Texas Tech also operates a four-year school of medicine in El Paso, the Paul L. Foster School of Medicine.

===Three-year curriculum===
Concerning three year curriculum, the SOM made news in 2010 when it announced an accelerated path to obtain a Doctor of Medicine (M.D.). The SOM is the first United States school to offer a three-year track to obtain a M.D. Other schools are considering creating similar tracks. The curriculum is termed the Family Medicine Accelerated Track (F-MAT). The curriculum is similar to the traditional four-year curriculum, but the students in the F-MAT are required to participate in added clinical coursework beginning the summer following the first year of classes. The required curriculum is condensed into three years of education, and time is not available for elective rotations that traditionally occur during the fourth year of education.

A student wishing to participate in the F-MAT must first be accepted into the SOM. Application for the F-MAT takes place during the student's first year of medical school. Twelve members from each first-year class will be accepted into the program. By participating in F-MAT, the student agrees to rank the Family Medicine residency where he/she did his/her clinical clerkship training during the third and final year of medical school as his/her top choice in the National Resident Matching Program.

YOUR TASK ▸
Print the stretch of the medical school passage from "A student wishing" through "Resident Matching Program.", keeping every word as it appears. The records that follow were taken from a separate source.

INPUT DATA ▸
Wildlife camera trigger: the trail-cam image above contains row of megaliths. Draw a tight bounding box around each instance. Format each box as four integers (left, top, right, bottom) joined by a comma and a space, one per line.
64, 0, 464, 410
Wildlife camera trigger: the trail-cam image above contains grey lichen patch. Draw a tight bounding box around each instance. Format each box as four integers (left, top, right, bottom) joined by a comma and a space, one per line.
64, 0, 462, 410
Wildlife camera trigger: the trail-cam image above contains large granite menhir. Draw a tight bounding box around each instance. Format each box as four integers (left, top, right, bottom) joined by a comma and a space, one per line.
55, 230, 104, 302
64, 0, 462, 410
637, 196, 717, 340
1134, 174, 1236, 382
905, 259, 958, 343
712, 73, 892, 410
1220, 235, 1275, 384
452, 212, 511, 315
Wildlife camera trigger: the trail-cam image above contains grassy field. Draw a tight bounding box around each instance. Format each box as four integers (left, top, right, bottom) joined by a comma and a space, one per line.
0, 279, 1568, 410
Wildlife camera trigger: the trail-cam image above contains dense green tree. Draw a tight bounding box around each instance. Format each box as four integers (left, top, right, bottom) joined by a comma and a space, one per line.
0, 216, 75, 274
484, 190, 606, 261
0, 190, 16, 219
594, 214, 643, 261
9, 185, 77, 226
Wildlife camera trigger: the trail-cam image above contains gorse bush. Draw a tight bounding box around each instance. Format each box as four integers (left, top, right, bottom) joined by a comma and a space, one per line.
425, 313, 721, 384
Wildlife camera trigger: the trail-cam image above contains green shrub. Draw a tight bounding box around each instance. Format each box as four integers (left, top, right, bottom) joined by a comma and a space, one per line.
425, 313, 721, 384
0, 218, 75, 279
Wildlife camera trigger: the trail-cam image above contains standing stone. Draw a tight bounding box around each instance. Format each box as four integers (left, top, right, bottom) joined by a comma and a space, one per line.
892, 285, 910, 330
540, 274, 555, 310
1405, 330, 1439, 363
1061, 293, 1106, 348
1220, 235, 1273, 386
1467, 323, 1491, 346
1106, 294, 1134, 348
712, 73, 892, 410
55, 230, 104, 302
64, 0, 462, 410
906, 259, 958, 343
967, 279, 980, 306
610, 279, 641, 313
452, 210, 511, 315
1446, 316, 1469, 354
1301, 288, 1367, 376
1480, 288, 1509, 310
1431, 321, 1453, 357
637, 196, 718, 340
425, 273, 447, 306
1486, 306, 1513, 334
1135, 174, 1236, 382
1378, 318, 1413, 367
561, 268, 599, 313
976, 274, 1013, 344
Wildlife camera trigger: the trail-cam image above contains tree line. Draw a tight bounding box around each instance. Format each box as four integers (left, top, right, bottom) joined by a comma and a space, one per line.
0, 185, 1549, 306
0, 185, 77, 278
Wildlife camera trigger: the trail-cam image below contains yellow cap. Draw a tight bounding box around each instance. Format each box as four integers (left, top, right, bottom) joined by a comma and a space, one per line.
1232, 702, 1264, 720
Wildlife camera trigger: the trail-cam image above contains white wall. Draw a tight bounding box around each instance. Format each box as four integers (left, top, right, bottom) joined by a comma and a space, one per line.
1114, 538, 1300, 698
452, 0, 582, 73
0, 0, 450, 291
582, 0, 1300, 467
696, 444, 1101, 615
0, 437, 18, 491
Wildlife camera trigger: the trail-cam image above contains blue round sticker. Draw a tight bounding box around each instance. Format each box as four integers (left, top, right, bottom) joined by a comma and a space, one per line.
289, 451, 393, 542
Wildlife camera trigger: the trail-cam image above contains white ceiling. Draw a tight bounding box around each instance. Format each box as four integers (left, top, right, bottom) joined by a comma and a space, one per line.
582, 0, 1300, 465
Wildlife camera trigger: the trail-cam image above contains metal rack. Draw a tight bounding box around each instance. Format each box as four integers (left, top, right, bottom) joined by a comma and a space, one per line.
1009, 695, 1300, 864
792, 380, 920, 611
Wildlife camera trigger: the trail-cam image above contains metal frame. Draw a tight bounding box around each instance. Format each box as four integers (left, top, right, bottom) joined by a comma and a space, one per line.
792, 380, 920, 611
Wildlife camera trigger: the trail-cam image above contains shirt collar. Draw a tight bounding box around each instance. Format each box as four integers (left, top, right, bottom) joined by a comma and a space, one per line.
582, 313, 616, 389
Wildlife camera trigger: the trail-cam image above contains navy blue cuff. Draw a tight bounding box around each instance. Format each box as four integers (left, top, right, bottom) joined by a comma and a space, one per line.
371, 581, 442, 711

SOLUTION FOR THIS EXERCISE ▸
A student wishing to participate in the F-MAT must first be accepted into the SOM. Application for the F-MAT takes place during the student's first year of medical school. Twelve members from each first-year class will be accepted into the program. By participating in F-MAT, the student agrees to rank the Family Medicine residency where he/she did his/her clinical clerkship training during the third and final year of medical school as his/her top choice in the National Resident Matching Program.